▶ Text:
=-=-=

The House Select Committee on the Strategic Competition between the United States and the Chinese Communist Party contended in a new report that the American funds are invested in cutting-edge technology in China, especially in the areas of artificial intelligence and advanced semiconductors.
The report, made public late last week, warned that billions of dollars from U.S. investment firms also is undermining U.S. technology leadership and policies designed to prevent China from advancing its communist system.
The flow of deals by venture capital companies, known as VCs, is “untenable” and requires new restrictions on capital flows to the People’s Republic of China, the report warned.
“Decades of investment — including funding, knowledge transfer and other intangible benefits — from U.S. VCs have helped build and strengthen the PRC’s priority sectors,” the report said. “This bell cannot be unrung. Simply put, robust PRC outbound investment restrictions in key strategic sectors are a national security and human rights are imperative.”
The panel investigated five U.S. venture capital companies: GGV Capital, GSR Ventures, Qualcomm Ventures, Sequoia Capital, and Walden International. Spokesmen for the companies did not immediately respond to email requests for comment.
The five companies supplied information to the committee for its probe and made executives available for interviews with investigators.
Based on the five firms’ activities, the committee concluded that U.S. funding linked to the Chinese military and human rights abuses could be far greater than the $3 billion traced during the probe.
As relations between Washington and Beijing have deteriorated in recent years, some of the VCs are divesting from China. At least one, Sequoia Capital, told investigators its original investments were made when the U.S. government was encouraging doing deals with Chinese firms.
China currently is cracking down on U.S. businesses in China under new national security laws. American business people have been detained or blocked from leaving the country. Some employees were interrogated as part of the crackdown. One unidentified venture capital firm told the committee that the Beijing government pressured American venture capital companies against cooperating with the probe.
Civil-military ’fusion’
China is pursuing technological supremacy over the United States under a program called military-civil fusion that requires all civilian know-how to be available for China’s military buildup.
U.S. military commanders have testified to Congress that the Chinese buildup is the largest arms buildup since the Soviet Union in the 1970s.

=-=-=

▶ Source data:
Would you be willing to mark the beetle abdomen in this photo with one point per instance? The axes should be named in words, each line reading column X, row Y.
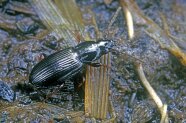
column 56, row 68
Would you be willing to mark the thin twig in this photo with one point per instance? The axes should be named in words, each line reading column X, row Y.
column 162, row 108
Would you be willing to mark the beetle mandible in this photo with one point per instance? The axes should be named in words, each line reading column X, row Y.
column 67, row 63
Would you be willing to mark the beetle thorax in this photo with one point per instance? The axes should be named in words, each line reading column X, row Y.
column 90, row 53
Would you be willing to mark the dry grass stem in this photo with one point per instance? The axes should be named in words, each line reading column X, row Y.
column 162, row 108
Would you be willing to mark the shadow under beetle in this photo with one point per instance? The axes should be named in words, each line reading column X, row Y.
column 65, row 64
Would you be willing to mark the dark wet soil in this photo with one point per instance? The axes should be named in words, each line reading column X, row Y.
column 21, row 47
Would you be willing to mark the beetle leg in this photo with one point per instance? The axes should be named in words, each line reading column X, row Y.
column 96, row 64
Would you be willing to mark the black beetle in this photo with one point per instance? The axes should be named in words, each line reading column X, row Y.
column 67, row 63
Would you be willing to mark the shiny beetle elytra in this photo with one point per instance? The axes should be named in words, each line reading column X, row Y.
column 65, row 64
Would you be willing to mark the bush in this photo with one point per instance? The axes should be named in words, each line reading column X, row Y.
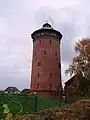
column 77, row 111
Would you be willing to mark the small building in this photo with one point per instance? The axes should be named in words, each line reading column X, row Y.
column 12, row 90
column 25, row 91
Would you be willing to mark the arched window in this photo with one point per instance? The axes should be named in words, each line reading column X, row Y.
column 50, row 41
column 38, row 75
column 39, row 41
column 55, row 53
column 50, row 86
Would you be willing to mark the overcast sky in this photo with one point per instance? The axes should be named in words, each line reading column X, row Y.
column 19, row 18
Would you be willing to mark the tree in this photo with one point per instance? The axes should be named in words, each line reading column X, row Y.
column 81, row 63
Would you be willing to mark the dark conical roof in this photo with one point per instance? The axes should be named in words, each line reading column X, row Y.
column 46, row 27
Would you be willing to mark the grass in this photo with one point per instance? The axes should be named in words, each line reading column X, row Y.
column 76, row 111
column 22, row 104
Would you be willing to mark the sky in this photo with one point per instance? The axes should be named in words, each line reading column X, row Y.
column 19, row 18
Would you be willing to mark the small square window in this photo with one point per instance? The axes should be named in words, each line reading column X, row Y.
column 58, row 65
column 45, row 52
column 50, row 86
column 55, row 53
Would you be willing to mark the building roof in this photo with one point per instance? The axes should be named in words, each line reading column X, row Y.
column 46, row 27
column 12, row 89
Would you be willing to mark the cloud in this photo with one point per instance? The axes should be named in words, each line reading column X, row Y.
column 20, row 17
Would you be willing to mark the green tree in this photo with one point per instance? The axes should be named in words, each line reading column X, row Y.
column 81, row 63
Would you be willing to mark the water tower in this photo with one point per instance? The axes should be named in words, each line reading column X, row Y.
column 46, row 62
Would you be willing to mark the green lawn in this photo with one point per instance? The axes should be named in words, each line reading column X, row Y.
column 22, row 104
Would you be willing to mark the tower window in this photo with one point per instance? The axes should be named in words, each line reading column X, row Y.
column 58, row 65
column 38, row 75
column 45, row 52
column 39, row 63
column 39, row 41
column 50, row 74
column 38, row 85
column 55, row 53
column 50, row 86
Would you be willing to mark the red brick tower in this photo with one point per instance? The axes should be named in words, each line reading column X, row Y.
column 46, row 63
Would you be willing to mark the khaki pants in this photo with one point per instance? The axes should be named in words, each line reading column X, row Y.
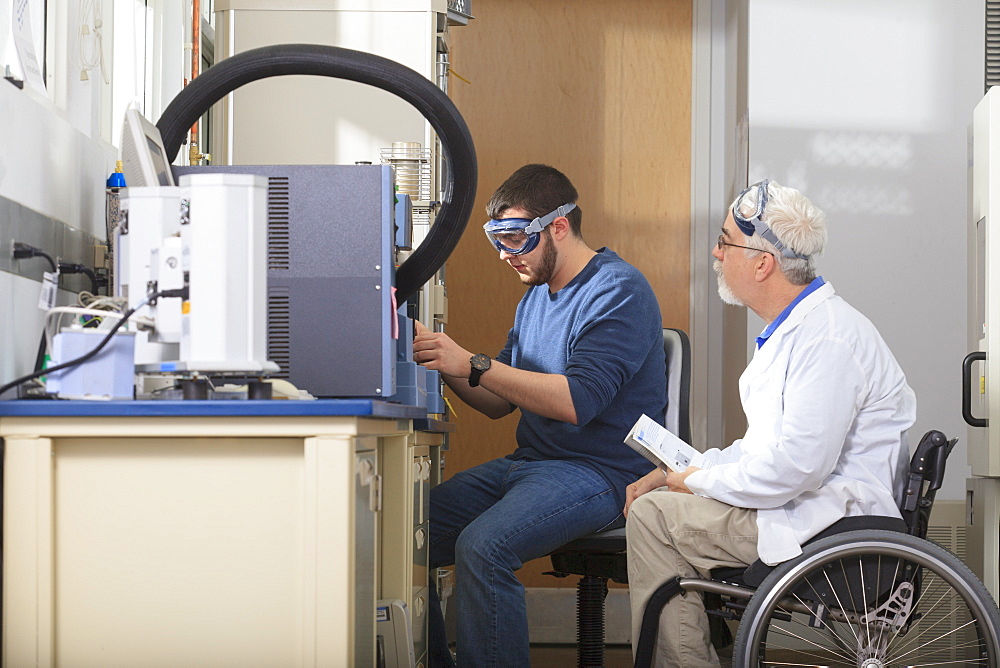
column 672, row 534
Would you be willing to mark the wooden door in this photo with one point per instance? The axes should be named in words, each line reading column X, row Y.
column 602, row 91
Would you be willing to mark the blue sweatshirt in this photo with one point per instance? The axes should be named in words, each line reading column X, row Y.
column 604, row 333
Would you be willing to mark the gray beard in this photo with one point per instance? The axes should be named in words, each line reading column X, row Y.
column 725, row 292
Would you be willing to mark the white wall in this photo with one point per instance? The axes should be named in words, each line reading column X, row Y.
column 865, row 105
column 57, row 148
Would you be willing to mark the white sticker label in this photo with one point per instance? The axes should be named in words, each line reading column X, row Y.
column 50, row 285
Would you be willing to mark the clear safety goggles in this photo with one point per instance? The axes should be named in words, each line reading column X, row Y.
column 517, row 236
column 751, row 224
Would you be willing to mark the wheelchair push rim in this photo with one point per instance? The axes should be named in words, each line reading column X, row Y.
column 937, row 612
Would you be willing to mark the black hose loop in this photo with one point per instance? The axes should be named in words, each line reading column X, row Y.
column 315, row 59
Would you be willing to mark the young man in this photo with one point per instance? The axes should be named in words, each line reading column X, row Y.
column 827, row 411
column 583, row 359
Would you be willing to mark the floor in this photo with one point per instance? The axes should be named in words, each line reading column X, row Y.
column 563, row 656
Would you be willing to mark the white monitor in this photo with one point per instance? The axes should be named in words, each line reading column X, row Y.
column 144, row 160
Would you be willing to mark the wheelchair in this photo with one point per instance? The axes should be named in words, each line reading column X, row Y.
column 869, row 592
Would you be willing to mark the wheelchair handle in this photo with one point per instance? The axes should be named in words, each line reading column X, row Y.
column 971, row 420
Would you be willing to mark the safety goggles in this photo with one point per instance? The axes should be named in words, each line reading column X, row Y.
column 751, row 224
column 517, row 236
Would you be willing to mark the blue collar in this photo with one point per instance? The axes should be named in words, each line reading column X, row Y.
column 769, row 330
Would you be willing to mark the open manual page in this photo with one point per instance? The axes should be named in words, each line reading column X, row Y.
column 662, row 447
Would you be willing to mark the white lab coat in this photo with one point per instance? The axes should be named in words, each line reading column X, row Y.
column 828, row 409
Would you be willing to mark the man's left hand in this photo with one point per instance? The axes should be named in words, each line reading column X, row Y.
column 675, row 480
column 436, row 350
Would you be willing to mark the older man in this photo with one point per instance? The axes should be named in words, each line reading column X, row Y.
column 583, row 358
column 827, row 409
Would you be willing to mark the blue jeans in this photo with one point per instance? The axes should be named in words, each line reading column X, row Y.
column 488, row 521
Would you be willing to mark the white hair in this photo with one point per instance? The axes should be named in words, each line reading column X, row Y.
column 797, row 223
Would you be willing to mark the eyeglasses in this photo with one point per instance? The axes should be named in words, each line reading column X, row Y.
column 517, row 236
column 753, row 223
column 723, row 243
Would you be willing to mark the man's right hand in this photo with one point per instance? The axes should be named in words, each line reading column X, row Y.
column 646, row 483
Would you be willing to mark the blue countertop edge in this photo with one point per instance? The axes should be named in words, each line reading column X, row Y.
column 211, row 408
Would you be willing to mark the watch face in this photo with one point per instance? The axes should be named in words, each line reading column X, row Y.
column 480, row 362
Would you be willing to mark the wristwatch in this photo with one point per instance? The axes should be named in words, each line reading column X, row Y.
column 480, row 363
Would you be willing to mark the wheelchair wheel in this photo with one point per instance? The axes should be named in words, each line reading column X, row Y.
column 870, row 599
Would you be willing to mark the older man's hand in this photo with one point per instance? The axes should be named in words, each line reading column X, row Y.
column 655, row 479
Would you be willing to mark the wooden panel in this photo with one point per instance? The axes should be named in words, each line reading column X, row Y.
column 601, row 91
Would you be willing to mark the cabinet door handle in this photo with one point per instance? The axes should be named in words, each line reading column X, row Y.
column 971, row 420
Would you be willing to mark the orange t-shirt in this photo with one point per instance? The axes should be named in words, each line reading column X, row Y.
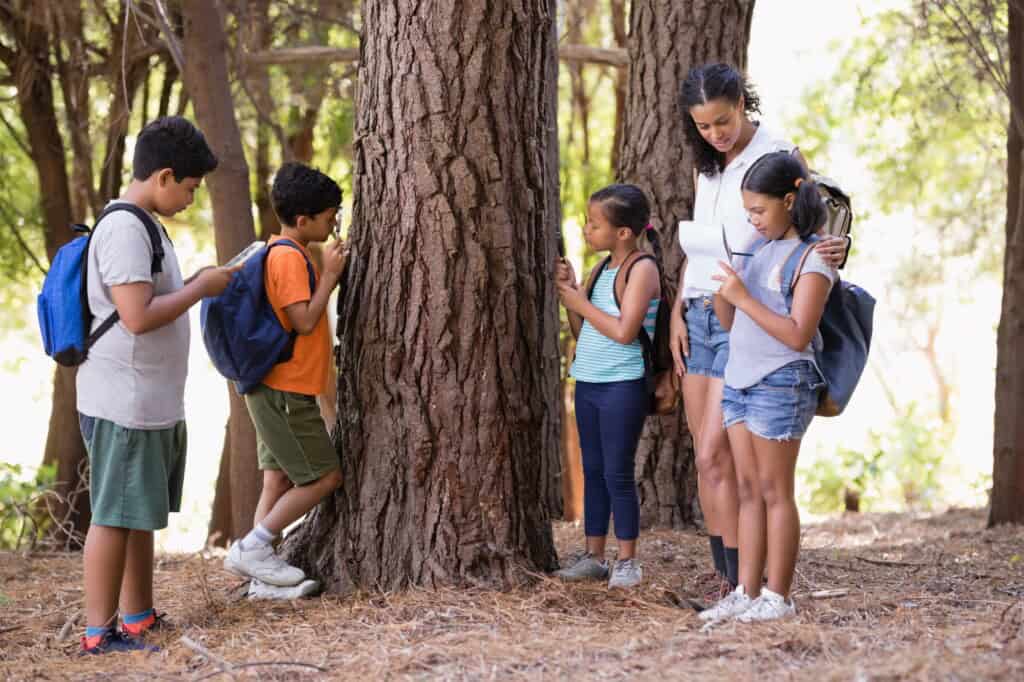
column 287, row 282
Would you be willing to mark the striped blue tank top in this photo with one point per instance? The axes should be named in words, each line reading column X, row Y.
column 599, row 359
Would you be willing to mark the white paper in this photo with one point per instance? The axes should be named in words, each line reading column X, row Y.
column 244, row 255
column 705, row 246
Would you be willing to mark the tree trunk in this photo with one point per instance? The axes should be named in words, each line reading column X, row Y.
column 449, row 415
column 30, row 25
column 1008, row 466
column 667, row 38
column 206, row 74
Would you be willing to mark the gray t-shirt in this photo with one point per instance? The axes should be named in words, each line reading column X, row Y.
column 134, row 381
column 754, row 353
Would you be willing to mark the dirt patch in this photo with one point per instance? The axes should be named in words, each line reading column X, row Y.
column 898, row 596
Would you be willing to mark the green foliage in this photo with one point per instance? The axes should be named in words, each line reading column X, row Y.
column 899, row 469
column 23, row 520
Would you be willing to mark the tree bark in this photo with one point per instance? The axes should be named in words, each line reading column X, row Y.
column 1008, row 465
column 667, row 38
column 449, row 416
column 30, row 25
column 205, row 75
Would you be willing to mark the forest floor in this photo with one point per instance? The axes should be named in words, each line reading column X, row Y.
column 879, row 597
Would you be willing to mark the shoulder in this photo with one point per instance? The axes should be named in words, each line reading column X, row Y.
column 815, row 263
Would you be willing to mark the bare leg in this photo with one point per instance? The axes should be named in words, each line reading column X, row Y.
column 694, row 397
column 298, row 500
column 103, row 561
column 714, row 461
column 752, row 510
column 275, row 484
column 136, row 586
column 777, row 464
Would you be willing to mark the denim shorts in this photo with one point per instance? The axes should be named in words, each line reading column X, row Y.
column 779, row 407
column 709, row 341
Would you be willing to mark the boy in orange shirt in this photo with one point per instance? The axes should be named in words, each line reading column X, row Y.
column 299, row 463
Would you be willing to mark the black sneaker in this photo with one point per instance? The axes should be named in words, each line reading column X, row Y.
column 113, row 641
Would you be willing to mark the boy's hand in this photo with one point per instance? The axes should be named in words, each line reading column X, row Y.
column 335, row 257
column 212, row 281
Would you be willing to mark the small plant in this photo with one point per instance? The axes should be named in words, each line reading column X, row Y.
column 23, row 518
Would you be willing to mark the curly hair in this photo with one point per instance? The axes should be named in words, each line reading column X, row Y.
column 779, row 173
column 172, row 141
column 701, row 85
column 299, row 189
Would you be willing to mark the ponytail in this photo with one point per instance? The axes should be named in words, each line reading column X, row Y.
column 780, row 173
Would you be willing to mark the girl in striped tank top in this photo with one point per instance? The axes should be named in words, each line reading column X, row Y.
column 611, row 398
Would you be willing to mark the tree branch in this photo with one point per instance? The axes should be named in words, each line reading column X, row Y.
column 172, row 39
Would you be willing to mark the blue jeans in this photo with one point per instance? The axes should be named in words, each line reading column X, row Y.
column 610, row 418
column 777, row 408
column 709, row 340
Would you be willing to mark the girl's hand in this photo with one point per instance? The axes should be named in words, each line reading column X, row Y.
column 570, row 297
column 833, row 250
column 679, row 343
column 732, row 289
column 564, row 272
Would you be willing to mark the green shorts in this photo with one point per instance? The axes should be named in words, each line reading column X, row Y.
column 291, row 434
column 135, row 475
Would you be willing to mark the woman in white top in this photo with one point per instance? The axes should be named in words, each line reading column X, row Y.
column 717, row 105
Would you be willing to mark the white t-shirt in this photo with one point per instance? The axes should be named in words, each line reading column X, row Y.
column 719, row 200
column 134, row 381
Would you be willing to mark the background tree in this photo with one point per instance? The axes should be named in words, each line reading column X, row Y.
column 448, row 386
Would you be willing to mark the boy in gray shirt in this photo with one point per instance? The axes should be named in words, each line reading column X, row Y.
column 131, row 387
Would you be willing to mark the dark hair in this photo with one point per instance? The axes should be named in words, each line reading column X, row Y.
column 172, row 142
column 702, row 84
column 299, row 189
column 627, row 206
column 776, row 174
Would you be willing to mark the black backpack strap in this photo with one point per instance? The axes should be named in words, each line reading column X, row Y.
column 309, row 264
column 595, row 274
column 156, row 266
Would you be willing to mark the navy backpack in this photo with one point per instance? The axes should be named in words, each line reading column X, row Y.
column 62, row 307
column 241, row 331
column 845, row 329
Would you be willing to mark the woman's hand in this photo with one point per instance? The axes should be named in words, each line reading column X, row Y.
column 833, row 250
column 679, row 342
column 733, row 290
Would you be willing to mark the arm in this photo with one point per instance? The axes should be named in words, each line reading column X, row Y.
column 140, row 311
column 795, row 330
column 642, row 287
column 303, row 315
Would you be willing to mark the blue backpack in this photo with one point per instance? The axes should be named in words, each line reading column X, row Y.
column 241, row 331
column 62, row 307
column 845, row 330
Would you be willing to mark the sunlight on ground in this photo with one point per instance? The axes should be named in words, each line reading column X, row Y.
column 782, row 61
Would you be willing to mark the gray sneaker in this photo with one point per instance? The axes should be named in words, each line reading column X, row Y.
column 586, row 567
column 627, row 573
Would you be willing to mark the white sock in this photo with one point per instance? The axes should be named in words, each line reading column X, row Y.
column 258, row 538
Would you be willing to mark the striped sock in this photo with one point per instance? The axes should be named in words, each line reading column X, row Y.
column 136, row 624
column 93, row 636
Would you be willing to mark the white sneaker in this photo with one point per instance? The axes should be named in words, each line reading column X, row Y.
column 627, row 573
column 729, row 606
column 262, row 564
column 769, row 606
column 260, row 590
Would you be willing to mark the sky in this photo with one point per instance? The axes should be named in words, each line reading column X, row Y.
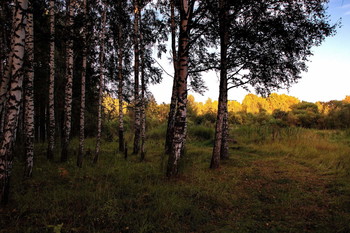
column 328, row 76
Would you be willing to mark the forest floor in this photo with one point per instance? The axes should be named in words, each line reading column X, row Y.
column 253, row 191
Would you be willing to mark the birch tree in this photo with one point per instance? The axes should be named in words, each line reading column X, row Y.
column 137, row 121
column 82, row 97
column 52, row 122
column 222, row 103
column 69, row 81
column 101, row 61
column 263, row 45
column 120, row 88
column 14, row 100
column 186, row 11
column 173, row 101
column 29, row 93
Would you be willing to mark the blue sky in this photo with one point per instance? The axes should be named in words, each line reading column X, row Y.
column 328, row 76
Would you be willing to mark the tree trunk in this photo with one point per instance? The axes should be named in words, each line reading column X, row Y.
column 120, row 89
column 181, row 114
column 4, row 86
column 137, row 124
column 69, row 82
column 29, row 94
column 225, row 135
column 99, row 117
column 82, row 97
column 52, row 122
column 173, row 102
column 14, row 100
column 222, row 104
column 143, row 101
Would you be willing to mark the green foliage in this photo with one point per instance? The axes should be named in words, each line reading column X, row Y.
column 292, row 182
column 200, row 132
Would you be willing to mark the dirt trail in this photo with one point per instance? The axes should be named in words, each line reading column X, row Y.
column 282, row 195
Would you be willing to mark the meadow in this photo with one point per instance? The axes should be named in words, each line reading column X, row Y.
column 276, row 180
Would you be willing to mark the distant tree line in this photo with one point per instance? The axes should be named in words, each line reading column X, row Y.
column 58, row 59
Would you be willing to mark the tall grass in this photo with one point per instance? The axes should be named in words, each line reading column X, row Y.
column 328, row 149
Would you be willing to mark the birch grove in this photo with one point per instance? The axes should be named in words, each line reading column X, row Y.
column 14, row 100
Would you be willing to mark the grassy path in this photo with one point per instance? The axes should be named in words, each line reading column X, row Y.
column 251, row 192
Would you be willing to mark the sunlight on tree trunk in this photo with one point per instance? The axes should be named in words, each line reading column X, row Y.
column 222, row 104
column 29, row 94
column 120, row 89
column 82, row 97
column 102, row 54
column 14, row 100
column 181, row 114
column 137, row 123
column 69, row 82
column 52, row 122
column 173, row 101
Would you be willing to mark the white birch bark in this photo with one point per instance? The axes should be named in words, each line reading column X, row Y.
column 99, row 117
column 137, row 123
column 29, row 94
column 82, row 98
column 69, row 82
column 14, row 100
column 52, row 122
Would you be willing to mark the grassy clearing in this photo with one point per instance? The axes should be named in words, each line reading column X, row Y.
column 286, row 183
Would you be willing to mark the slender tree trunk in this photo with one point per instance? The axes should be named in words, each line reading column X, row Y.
column 29, row 94
column 99, row 117
column 143, row 100
column 2, row 41
column 137, row 124
column 225, row 135
column 120, row 89
column 181, row 114
column 82, row 98
column 5, row 80
column 222, row 104
column 52, row 122
column 173, row 102
column 13, row 103
column 69, row 82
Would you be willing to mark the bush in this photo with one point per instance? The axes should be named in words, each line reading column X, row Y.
column 201, row 132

=-=-=

▶ What you need to do: Resume the article on U.S. venture capital investment in China, picking up right after its final sentence.

▶ Reply:
China is “actively seeking out and using advancements in artificial intelligence and in semiconductors to facilitate the PRC’s repressive surveillance state and enhance its military capabilities,” the report said, adding that the military-civil linkage assured that “no technology company in the PRC is truly a private company.”
“This is especially relevant in the venture capital space, because start-ups that begin with a civilian purpose may be leveraged for military ends or to advance the [ruling Communist Party’s] authoritarianism at home and abroad,” the report said.
China’s efforts to develop artificial intelligence are key to achieving technology supremacy in areas ranging from manufacturing to warfighting and internal political control, the report said.
“The [People’s Liberation Army] is using AI to advance its intelligence, surveillance, reconnaissance, and command and control capabilities,” the report said. “This includes leveraging AI to make split-second wartime decisions and to detect U.S. ships and aircraft quickly and accurately. The committee’s investigation confirmed that U.S.-based venture capital firms have invested in PRC companies that contract with the PLA.”
Venture capital investment in China increased during the mid-2000s and sharply expanded in the following decade under the policy that trade and investment would lead to economic liberalization.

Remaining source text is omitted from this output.